**УСЛОВИЕ ЗАДАНИЯ**
Выведите без изменений фрагмент текста о монастыре Лас-Уэльгас, начиная со слов «В этот миг пришло» и заканчивая словами «как окончательное отречение.».

Мы вышли из церкви и прошли через дворик, который вел в отдельную маленькую часовню. Над алтарем на троне восседала человеческого размера статуя доброжелательного бородатого мужчины из раскрашенного дерева. Он обладал великолепной шевелюрой, разделенной посередине пробором, волосы спадали по обеим сторонам лица до самых плеч. Статую облекали длинные, богато украшенные одежды, сильно вырезанные в пройме — похожие на те, что я видел в музее, — а в правой руке она держала поднятый меч. Руки были открыты, так что я смог разглядеть, что они разрезаны над локтем и соединены, как у куклы, что делало предплечья подвижными. Именно эта статуя давала рыцарское посвящение Фердинанду Святому и многим другим королям Кастилии; и я задумался, не получил ли наш Эдуард I, которого принимали в рыцари в Лас-Уэльгасе, посвящение от святого покровителя по кастильскому обычаю.
В этот миг пришло послание от настоятельницы: она желала, чтобы я к ней заглянул. Поскольку здесь, в Лас-Уэльгасе, это звучало как королевское повеление, мы немедленно покинули часовню, вышли во дворик, который я уже видел, и поднялись по лестнице, представлявшей собой собрание гербов. В этом заключался трогательный символизм. Сюда настоятельницы Лас-Уэльгаса помещали знаки своей голубой крови и высокого положения в миру, прежде чем войти в монастырь. Они оставляли их на пороге — в последний момент, как истинные испанки — как окончательное отречение.
Я никогда раньше не встречался с настоятельницей и гадал, будет она сидеть на троне или в кресле, с монахинями или одна. Я воображал, что нам придется подняться по нескольким лестницам старинного здания, пока мы не придем в приемную, где настоятельница обычно проводит такие встречи. Поэтому я был немало удивлен, когда служитель отпер дверь и ввел меня в простой зал с железной решеткой в одном конце, как в кассе сельского банка. За решеткой невысокая цистерцианская монахиня средних лет в очках в роговой оправе явно кого-то ожидала. Я подумал, что это монахиня, которую послали провести нас к настоятельнице. Мой провожатый уважительно поклонился и представил меня, и тогда я понял, что я говорю с преподобной матерью, доньей Росарио Диас де ла Герра.

**ВЫДЕРЖКА ИЗ ДАННЫХ**

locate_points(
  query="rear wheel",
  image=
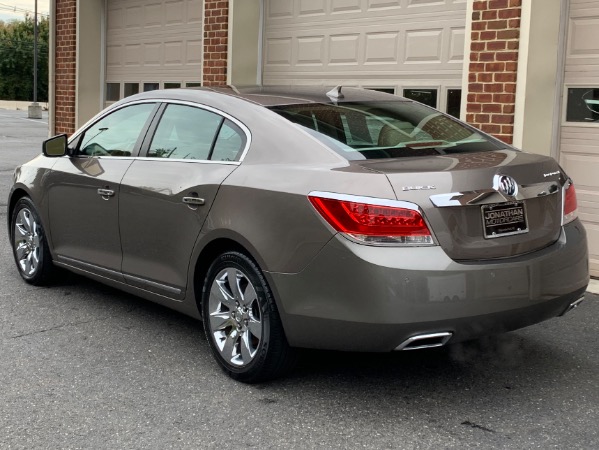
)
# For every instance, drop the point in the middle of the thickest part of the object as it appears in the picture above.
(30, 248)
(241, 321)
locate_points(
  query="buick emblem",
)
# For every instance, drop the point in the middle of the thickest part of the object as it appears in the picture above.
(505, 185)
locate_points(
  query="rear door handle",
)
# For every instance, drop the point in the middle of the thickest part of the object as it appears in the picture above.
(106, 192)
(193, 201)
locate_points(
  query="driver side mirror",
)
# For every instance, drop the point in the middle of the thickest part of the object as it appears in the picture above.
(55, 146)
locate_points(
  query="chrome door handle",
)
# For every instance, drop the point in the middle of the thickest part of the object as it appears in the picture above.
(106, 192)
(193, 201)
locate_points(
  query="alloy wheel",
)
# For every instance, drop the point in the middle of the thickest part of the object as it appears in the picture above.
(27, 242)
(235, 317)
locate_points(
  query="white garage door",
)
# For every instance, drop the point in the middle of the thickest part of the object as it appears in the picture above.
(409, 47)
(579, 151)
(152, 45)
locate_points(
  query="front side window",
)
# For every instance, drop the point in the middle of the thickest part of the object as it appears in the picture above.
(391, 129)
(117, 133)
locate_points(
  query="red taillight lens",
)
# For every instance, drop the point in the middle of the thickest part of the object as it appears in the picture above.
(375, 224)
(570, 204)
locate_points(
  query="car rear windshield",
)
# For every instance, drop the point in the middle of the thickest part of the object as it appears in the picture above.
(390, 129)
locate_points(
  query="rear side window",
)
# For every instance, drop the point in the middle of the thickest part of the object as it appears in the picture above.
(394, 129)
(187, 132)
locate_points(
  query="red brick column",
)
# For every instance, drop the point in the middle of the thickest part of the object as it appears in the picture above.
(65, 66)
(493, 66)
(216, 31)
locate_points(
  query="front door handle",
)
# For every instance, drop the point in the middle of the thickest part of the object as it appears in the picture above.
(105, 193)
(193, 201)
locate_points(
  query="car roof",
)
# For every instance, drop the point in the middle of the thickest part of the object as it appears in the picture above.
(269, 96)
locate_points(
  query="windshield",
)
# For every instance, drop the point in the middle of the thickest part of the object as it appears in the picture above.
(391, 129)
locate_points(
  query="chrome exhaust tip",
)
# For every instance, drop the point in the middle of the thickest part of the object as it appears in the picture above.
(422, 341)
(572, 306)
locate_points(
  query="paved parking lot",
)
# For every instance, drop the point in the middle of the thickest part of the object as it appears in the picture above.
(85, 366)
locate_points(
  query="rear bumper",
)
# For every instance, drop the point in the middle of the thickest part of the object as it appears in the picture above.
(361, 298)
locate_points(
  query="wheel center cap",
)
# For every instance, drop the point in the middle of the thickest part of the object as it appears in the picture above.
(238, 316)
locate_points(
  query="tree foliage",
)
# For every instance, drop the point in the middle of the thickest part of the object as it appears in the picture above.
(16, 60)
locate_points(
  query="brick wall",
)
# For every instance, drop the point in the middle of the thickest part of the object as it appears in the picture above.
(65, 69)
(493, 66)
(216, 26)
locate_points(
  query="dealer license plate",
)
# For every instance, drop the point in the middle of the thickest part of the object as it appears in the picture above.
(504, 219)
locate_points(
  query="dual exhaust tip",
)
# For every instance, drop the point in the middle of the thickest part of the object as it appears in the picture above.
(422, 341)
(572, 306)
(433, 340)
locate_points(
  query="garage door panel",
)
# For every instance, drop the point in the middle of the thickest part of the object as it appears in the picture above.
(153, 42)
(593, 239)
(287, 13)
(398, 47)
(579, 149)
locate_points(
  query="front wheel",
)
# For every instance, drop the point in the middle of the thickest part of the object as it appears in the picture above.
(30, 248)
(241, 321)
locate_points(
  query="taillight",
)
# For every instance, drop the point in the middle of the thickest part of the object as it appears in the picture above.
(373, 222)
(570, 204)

**РЕШЕНИЕ ЗАДАНИЯ**
В этот миг пришло послание от настоятельницы: она желала, чтобы я к ней заглянул. Поскольку здесь, в Лас-Уэльгасе, это звучало как королевское повеление, мы немедленно покинули часовню, вышли во дворик, который я уже видел, и поднялись по лестнице, представлявшей собой собрание гербов. В этом заключался трогательный символизм. Сюда настоятельницы Лас-Уэльгаса помещали знаки своей голубой крови и высокого положения в миру, прежде чем войти в монастырь. Они оставляли их на пороге — в последний момент, как истинные испанки — как окончательное отречение.